*EXCERPT PROVIDED:*
┌────────

- Born: 28 December 1918 Fujian, China
- Died: 27 December 1997 (aged 78) Rochester, New York
- Education: Cornell University
- Known for: Protein formation, cloverleaf model of transfer RNA
- Scientific career
- Fields: Biochemistry, Molecular biology
- Workplaces: Cornell University, Harvard University, Massachusetts Institute of Technology

= Elizabeth Beach Keller =

American biochemist

Elizabeth Beach Keller (1918—1997) was an American biochemist. She is noted for her discoveries on protein formation. These included her development of the cloverleaf model of transfer RNA (ribonucleic acid), which shows how transfer RNA helps in directing the genetic information within the DNA to form proteins. This model was included in Robert W. Holley's set of works that earned him a share of the Nobel Prize.

== Biography ==
Keller was born Elizabeth Waterbury Beach on December 28, 1918, in Diongloh, Fujian province, China. She was the youngest daughter of Frederick P. Beach and Ruth W. Beach, who were congregational missionaries stationed in the Chinese province. Her formal education began when the family relocated to the United States. She spent two years at Oberlin College before obtaining her Bachelor of Science degree at the University of Chicago. Keller completed her master's degree at George Washington University and her Ph.D. in biochemistry at Cornell Medical College, where she investigated the formation and transfer of methyl groups in metabolisms for her dissertation.

Keller was married to Geoffrey Keller in 1941 but the marriage later ended in divorce.

== Career ==
After completing her postgraduate degree, Keller first worked at the Cornell Medical College as an assistant professor. From 1948 to 1949, she was an Atomic Energy Commission fellow at Ohio State University's College of Medicine. After this period, she investigated the process of making proteins in cells at Harvard University and the Massachusetts Institute of Technology (1949–1960). Her collaboration with Paul Zamecnik included several studies that investigated the incorporation of labeled amino acids into proteins. Keller's research paved the way for more productive in vitro experiments on protein synthesis after she introduced the use of radioactive leucine in the process. Her and Zamecnik's work with Mahlon Hoagland also led to the discovery of the initial stages of protein synthesis.

└────────

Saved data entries
┌────────

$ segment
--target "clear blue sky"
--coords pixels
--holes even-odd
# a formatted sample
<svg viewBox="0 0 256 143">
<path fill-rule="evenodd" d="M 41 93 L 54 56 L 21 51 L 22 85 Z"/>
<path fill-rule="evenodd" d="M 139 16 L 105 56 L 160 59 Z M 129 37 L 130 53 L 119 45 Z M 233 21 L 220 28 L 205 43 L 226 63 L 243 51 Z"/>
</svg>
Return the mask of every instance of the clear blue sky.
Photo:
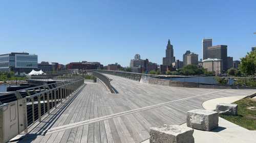
<svg viewBox="0 0 256 143">
<path fill-rule="evenodd" d="M 38 61 L 129 65 L 138 53 L 162 63 L 168 39 L 176 59 L 201 57 L 203 37 L 234 60 L 256 45 L 256 1 L 1 1 L 0 54 Z"/>
</svg>

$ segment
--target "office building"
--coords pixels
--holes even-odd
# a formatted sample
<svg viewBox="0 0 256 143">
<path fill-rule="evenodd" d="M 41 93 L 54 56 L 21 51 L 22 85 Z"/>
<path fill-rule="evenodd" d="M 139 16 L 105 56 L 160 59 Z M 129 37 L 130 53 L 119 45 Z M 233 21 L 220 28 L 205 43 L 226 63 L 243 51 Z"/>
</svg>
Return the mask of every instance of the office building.
<svg viewBox="0 0 256 143">
<path fill-rule="evenodd" d="M 173 45 L 170 44 L 169 39 L 165 50 L 165 57 L 163 58 L 163 65 L 171 65 L 174 62 L 175 62 L 175 57 L 174 56 L 174 48 Z"/>
<path fill-rule="evenodd" d="M 233 67 L 233 57 L 227 57 L 227 69 Z"/>
<path fill-rule="evenodd" d="M 233 61 L 233 67 L 234 68 L 238 68 L 238 66 L 239 66 L 239 64 L 240 64 L 241 62 L 239 60 L 236 60 Z"/>
<path fill-rule="evenodd" d="M 178 70 L 178 69 L 182 68 L 183 66 L 183 62 L 179 60 L 176 60 L 175 62 L 173 63 L 173 67 L 175 69 Z"/>
<path fill-rule="evenodd" d="M 220 74 L 223 70 L 223 61 L 220 59 L 208 58 L 203 60 L 202 66 L 207 72 L 213 72 L 215 74 Z"/>
<path fill-rule="evenodd" d="M 11 53 L 0 55 L 0 72 L 14 72 L 16 75 L 28 74 L 37 68 L 37 55 L 28 53 Z"/>
<path fill-rule="evenodd" d="M 40 63 L 37 64 L 38 70 L 42 70 L 45 73 L 49 73 L 52 72 L 52 65 L 48 62 L 42 61 Z"/>
<path fill-rule="evenodd" d="M 146 71 L 147 71 L 147 72 L 149 72 L 151 70 L 157 70 L 157 64 L 149 62 L 146 66 Z"/>
<path fill-rule="evenodd" d="M 118 66 L 117 64 L 110 64 L 108 65 L 108 70 L 118 70 Z"/>
<path fill-rule="evenodd" d="M 226 71 L 228 68 L 227 51 L 227 46 L 218 45 L 209 46 L 207 50 L 207 57 L 211 59 L 222 59 L 223 62 L 223 70 Z"/>
<path fill-rule="evenodd" d="M 202 40 L 203 60 L 207 59 L 208 58 L 207 48 L 209 46 L 212 46 L 212 39 L 211 38 L 203 39 L 203 40 Z"/>
<path fill-rule="evenodd" d="M 191 52 L 190 51 L 186 51 L 186 53 L 185 53 L 183 54 L 183 64 L 184 65 L 187 65 L 187 56 L 186 55 L 190 54 Z"/>
<path fill-rule="evenodd" d="M 82 61 L 82 62 L 71 62 L 66 65 L 66 67 L 67 69 L 102 69 L 103 65 L 97 62 Z"/>
<path fill-rule="evenodd" d="M 197 65 L 198 64 L 198 55 L 194 53 L 185 55 L 184 66 L 193 64 Z"/>
</svg>

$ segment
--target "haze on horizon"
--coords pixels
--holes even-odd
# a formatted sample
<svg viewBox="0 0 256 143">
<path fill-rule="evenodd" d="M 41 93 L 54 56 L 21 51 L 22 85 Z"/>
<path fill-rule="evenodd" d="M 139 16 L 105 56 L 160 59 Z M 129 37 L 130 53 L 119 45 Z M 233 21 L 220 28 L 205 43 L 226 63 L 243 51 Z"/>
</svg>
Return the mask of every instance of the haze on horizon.
<svg viewBox="0 0 256 143">
<path fill-rule="evenodd" d="M 129 65 L 136 54 L 162 63 L 168 39 L 176 59 L 202 58 L 203 37 L 228 45 L 234 60 L 256 45 L 256 1 L 13 1 L 0 2 L 0 54 L 38 62 Z"/>
</svg>

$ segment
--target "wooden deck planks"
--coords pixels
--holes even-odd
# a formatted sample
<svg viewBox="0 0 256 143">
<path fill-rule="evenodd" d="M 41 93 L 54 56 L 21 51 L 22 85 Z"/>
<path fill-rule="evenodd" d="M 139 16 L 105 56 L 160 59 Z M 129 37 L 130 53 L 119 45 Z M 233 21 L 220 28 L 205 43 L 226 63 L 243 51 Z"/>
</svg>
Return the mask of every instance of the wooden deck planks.
<svg viewBox="0 0 256 143">
<path fill-rule="evenodd" d="M 207 89 L 206 90 L 201 88 L 148 85 L 121 77 L 107 76 L 113 79 L 111 84 L 119 94 L 109 93 L 101 83 L 87 85 L 72 102 L 66 107 L 54 122 L 39 123 L 37 128 L 30 130 L 31 132 L 44 132 L 47 129 L 45 126 L 49 125 L 47 124 L 51 124 L 51 128 L 53 128 L 196 95 L 218 90 L 221 91 L 59 132 L 39 135 L 31 141 L 140 142 L 149 137 L 150 127 L 164 124 L 181 124 L 185 121 L 186 111 L 202 108 L 201 104 L 204 101 L 223 97 L 249 95 L 255 92 L 255 90 L 251 89 Z M 65 104 L 59 108 L 64 108 L 63 105 Z M 51 118 L 58 114 L 59 110 L 60 109 L 56 110 L 53 112 L 53 115 L 46 117 L 42 121 L 51 122 Z M 25 140 L 31 142 L 30 140 Z"/>
</svg>

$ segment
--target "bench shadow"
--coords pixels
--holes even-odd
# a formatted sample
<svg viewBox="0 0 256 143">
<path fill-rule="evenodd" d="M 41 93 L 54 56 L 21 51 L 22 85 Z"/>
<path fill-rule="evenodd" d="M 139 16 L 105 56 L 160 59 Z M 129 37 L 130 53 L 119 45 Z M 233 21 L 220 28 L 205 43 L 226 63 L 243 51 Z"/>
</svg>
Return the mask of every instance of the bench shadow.
<svg viewBox="0 0 256 143">
<path fill-rule="evenodd" d="M 113 89 L 113 90 L 114 90 L 114 91 L 115 91 L 115 93 L 116 93 L 116 94 L 119 93 L 118 91 L 112 85 L 111 85 L 111 88 Z"/>
<path fill-rule="evenodd" d="M 210 131 L 210 132 L 221 132 L 225 129 L 227 129 L 226 128 L 223 127 L 218 127 L 217 128 L 215 128 L 213 129 L 212 130 Z"/>
</svg>

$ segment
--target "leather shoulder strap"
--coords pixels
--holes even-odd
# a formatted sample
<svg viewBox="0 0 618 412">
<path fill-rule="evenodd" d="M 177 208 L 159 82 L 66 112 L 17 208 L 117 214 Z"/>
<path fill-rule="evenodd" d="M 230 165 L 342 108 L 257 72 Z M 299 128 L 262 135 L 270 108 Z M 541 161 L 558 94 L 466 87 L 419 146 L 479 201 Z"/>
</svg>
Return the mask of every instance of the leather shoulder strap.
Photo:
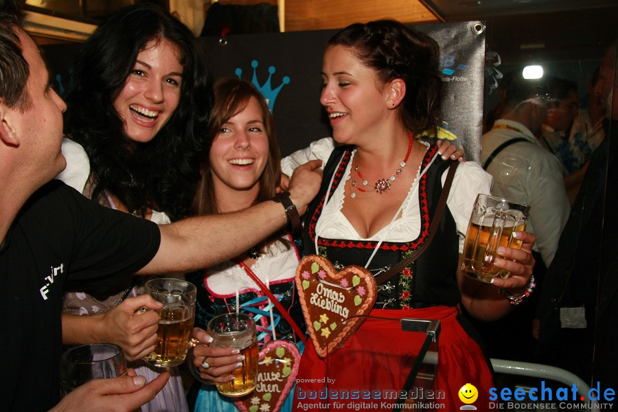
<svg viewBox="0 0 618 412">
<path fill-rule="evenodd" d="M 507 140 L 499 146 L 496 148 L 492 154 L 490 154 L 490 157 L 487 158 L 487 160 L 485 161 L 485 163 L 483 165 L 483 170 L 487 170 L 487 168 L 489 167 L 492 161 L 494 160 L 494 158 L 498 156 L 498 153 L 503 150 L 505 148 L 511 146 L 514 143 L 517 143 L 518 141 L 528 141 L 527 139 L 524 139 L 523 137 L 516 137 L 514 139 L 511 139 L 510 140 Z"/>
<path fill-rule="evenodd" d="M 446 174 L 446 180 L 444 181 L 444 185 L 442 187 L 442 192 L 440 194 L 440 198 L 438 200 L 438 204 L 435 208 L 435 213 L 434 213 L 431 224 L 429 225 L 429 235 L 427 237 L 426 240 L 419 247 L 418 249 L 408 255 L 405 259 L 398 262 L 391 266 L 390 269 L 385 272 L 384 274 L 380 277 L 380 280 L 377 281 L 378 285 L 385 283 L 393 276 L 399 273 L 408 265 L 416 260 L 416 259 L 425 251 L 427 246 L 431 243 L 431 240 L 433 239 L 435 232 L 437 231 L 438 225 L 439 225 L 440 220 L 442 220 L 442 214 L 444 213 L 444 209 L 446 208 L 446 199 L 448 198 L 448 194 L 450 192 L 453 178 L 455 176 L 455 170 L 457 168 L 458 165 L 459 165 L 459 161 L 453 161 L 448 167 L 448 173 Z"/>
</svg>

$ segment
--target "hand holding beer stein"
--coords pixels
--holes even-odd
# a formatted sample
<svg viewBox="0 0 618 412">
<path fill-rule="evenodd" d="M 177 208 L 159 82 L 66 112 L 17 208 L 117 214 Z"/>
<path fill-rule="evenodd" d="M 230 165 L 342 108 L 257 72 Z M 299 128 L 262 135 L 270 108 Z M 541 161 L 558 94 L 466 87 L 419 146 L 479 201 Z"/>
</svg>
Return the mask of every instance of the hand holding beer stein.
<svg viewBox="0 0 618 412">
<path fill-rule="evenodd" d="M 144 359 L 159 367 L 177 366 L 185 360 L 195 318 L 195 286 L 173 278 L 153 279 L 146 292 L 163 304 L 154 351 Z"/>
<path fill-rule="evenodd" d="M 227 396 L 247 395 L 258 383 L 258 336 L 255 321 L 243 313 L 220 314 L 208 322 L 209 344 L 213 347 L 236 347 L 244 358 L 232 371 L 234 379 L 216 382 L 219 392 Z"/>
<path fill-rule="evenodd" d="M 126 372 L 122 349 L 113 343 L 92 343 L 69 349 L 60 356 L 60 396 L 93 379 L 116 378 Z"/>
<path fill-rule="evenodd" d="M 464 273 L 479 280 L 491 282 L 506 278 L 510 273 L 494 265 L 499 247 L 520 249 L 516 231 L 525 229 L 530 211 L 527 205 L 486 194 L 477 196 L 464 244 Z"/>
</svg>

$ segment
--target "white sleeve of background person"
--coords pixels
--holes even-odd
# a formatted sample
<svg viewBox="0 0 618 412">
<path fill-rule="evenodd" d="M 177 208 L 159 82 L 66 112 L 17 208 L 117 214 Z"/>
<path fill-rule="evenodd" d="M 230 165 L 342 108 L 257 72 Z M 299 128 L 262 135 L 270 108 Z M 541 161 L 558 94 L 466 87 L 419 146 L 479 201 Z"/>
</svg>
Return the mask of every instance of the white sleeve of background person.
<svg viewBox="0 0 618 412">
<path fill-rule="evenodd" d="M 308 147 L 294 152 L 289 156 L 281 159 L 281 170 L 284 174 L 292 176 L 294 169 L 304 164 L 310 160 L 320 159 L 322 167 L 326 165 L 330 154 L 335 148 L 335 141 L 332 137 L 323 137 L 312 141 Z"/>
<path fill-rule="evenodd" d="M 56 179 L 61 180 L 80 193 L 84 192 L 86 182 L 90 176 L 90 160 L 84 148 L 65 137 L 62 139 L 62 155 L 67 159 L 67 167 Z"/>
<path fill-rule="evenodd" d="M 543 262 L 549 267 L 569 218 L 571 206 L 560 161 L 549 152 L 542 154 L 535 157 L 536 161 L 530 163 L 527 187 L 529 190 L 530 225 Z"/>
</svg>

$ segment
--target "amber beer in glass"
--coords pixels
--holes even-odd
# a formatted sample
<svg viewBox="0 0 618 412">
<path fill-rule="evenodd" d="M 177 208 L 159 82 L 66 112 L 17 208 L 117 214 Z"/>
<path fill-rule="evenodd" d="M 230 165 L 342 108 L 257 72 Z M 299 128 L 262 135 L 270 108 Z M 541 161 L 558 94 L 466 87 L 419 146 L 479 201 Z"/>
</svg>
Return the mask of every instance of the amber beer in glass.
<svg viewBox="0 0 618 412">
<path fill-rule="evenodd" d="M 461 268 L 468 276 L 490 282 L 506 278 L 509 271 L 494 266 L 500 246 L 519 249 L 513 233 L 525 229 L 530 207 L 501 198 L 479 194 L 474 202 L 464 244 Z"/>
<path fill-rule="evenodd" d="M 195 319 L 195 286 L 179 279 L 149 280 L 146 292 L 163 304 L 159 312 L 154 352 L 144 360 L 159 367 L 177 366 L 185 360 Z"/>
<path fill-rule="evenodd" d="M 258 384 L 258 336 L 255 321 L 244 313 L 220 314 L 208 322 L 211 347 L 236 347 L 244 356 L 232 374 L 234 380 L 217 382 L 217 389 L 226 396 L 242 396 L 253 391 Z"/>
</svg>

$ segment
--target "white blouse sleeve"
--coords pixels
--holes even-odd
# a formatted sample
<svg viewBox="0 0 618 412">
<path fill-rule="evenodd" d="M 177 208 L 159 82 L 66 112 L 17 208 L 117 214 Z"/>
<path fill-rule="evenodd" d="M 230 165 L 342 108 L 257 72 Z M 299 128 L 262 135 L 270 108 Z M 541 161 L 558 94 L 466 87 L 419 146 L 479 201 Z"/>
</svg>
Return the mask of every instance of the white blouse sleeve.
<svg viewBox="0 0 618 412">
<path fill-rule="evenodd" d="M 282 159 L 282 172 L 288 176 L 292 176 L 294 169 L 310 160 L 315 159 L 321 160 L 322 167 L 323 168 L 336 144 L 332 137 L 324 137 L 312 141 L 309 145 L 309 147 L 297 150 L 289 156 Z"/>
<path fill-rule="evenodd" d="M 78 143 L 62 139 L 62 155 L 67 159 L 67 167 L 56 179 L 62 181 L 80 193 L 84 193 L 86 182 L 90 176 L 90 160 L 86 150 Z"/>
<path fill-rule="evenodd" d="M 442 185 L 448 172 L 447 169 L 442 174 Z M 474 161 L 461 163 L 455 171 L 446 205 L 457 227 L 460 253 L 464 252 L 464 240 L 477 195 L 479 193 L 491 194 L 493 181 L 492 175 Z"/>
</svg>

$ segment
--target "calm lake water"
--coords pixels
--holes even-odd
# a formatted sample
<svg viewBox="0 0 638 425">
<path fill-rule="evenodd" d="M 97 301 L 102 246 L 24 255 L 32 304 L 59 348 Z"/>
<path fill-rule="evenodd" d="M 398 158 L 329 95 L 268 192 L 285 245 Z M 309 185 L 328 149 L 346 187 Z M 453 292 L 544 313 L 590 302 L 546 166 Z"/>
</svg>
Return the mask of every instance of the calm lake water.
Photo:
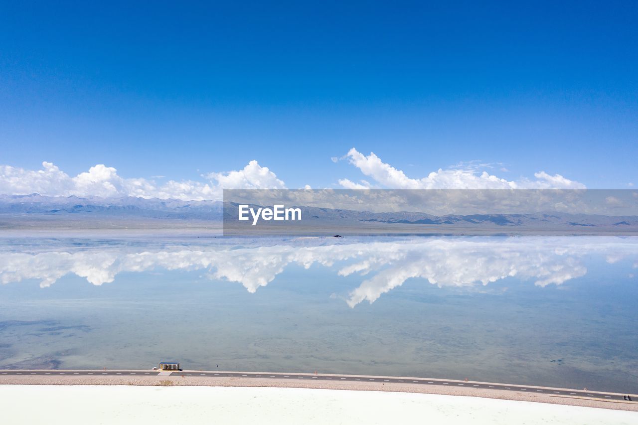
<svg viewBox="0 0 638 425">
<path fill-rule="evenodd" d="M 0 239 L 0 368 L 638 392 L 638 239 Z"/>
</svg>

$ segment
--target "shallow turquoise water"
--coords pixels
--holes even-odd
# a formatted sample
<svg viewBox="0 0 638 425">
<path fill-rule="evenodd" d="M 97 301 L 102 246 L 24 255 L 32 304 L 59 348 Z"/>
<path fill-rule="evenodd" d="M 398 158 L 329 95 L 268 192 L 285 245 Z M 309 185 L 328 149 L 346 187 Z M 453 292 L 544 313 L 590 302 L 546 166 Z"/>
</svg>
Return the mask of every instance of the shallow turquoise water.
<svg viewBox="0 0 638 425">
<path fill-rule="evenodd" d="M 0 239 L 0 368 L 638 391 L 632 238 Z"/>
</svg>

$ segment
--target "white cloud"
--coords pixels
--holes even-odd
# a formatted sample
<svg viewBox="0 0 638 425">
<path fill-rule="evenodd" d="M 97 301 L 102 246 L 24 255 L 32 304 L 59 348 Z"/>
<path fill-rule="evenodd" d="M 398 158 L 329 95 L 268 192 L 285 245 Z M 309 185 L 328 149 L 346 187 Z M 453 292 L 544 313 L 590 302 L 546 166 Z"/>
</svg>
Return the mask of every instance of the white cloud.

└────────

*TASKS TO CARRY OUT:*
[1] Answer these questions from the Keller biography:
(a) At which university did Keller obtain her Bachelor of Science degree?
(b) During which years was she an Atomic Energy Commission fellow at Ohio State University's College of Medicine?
(c) Whose set of works that earned a share of the Nobel Prize included her cloverleaf model?
[2] Edit the part of the Keller biography starting with "- Born: 28 December" and going on through "the Nobel Prize.", replacing "transfer RNA" with "tRNA".
[3] Continue the Keller biography from the point where the text stops.
These saved data entries are separate from the Keller biography.

*EXPECTED RESPONSES:*
[1]
(a) The University of Chicago.
(b) From 1948 to 1949.
(c) Robert W. Holley's.

[2]
- Born: 28 December 1918 Fujian, China
- Died: 27 December 1997 (aged 78) Rochester, New York
- Education: Cornell University
- Known for: Protein formation, cloverleaf model of tRNA
- Scientific career
- Fields: Biochemistry, Molecular biology
- Workplaces: Cornell University, Harvard University, Massachusetts Institute of Technology

= Elizabeth Beach Keller =

American biochemist

Elizabeth Beach Keller (1918—1997) was an American biochemist. She is noted for her discoveries on protein formation. These included her development of the cloverleaf model of tRNA (ribonucleic acid), which shows how tRNA helps in directing the genetic information within the DNA to form proteins. This model was included in Robert W. Holley's set of works that earned him a share of the Nobel Prize.

[3]
In 1965, she joined Cornell University and worked with Holley, who was studying the transfer-RNA structure. She found that the workings of transfer RNA is best shown through the cloverleaf model and had demonstrated it using pipe cleaners and pieces of Velcro. The cloverleaf model itself was one of the secondary structures for the first tRNA sequence that she developed with James Penswick, a student member of the Holley group. The study would later earn for Holley the Nobel Prize in Physiology or Medicine in 1968. Keller as well as the other members of the research team received part of the prize money.

After her work at Cornell, Keller's research focused more on cancer-causing genes. While she retired in 1988, she continued her research work until close to her death. Keller died on December 27, 1997, in Rochester, New York due to complications from acute leukemia.

== Works ==

- The effect of guanosine diphosphate and triphosphate on the incorporation of labeled amino acids into proteins (1956)
- Intron Splicing: A Conserved Internal Signal in Introns of Animal Pre-mRNAs (1984)
- The Biosynthesis of RNA's: Mechanisms and Controls (1985)
- Effects of therapeutic touch on tension headache pain (1986)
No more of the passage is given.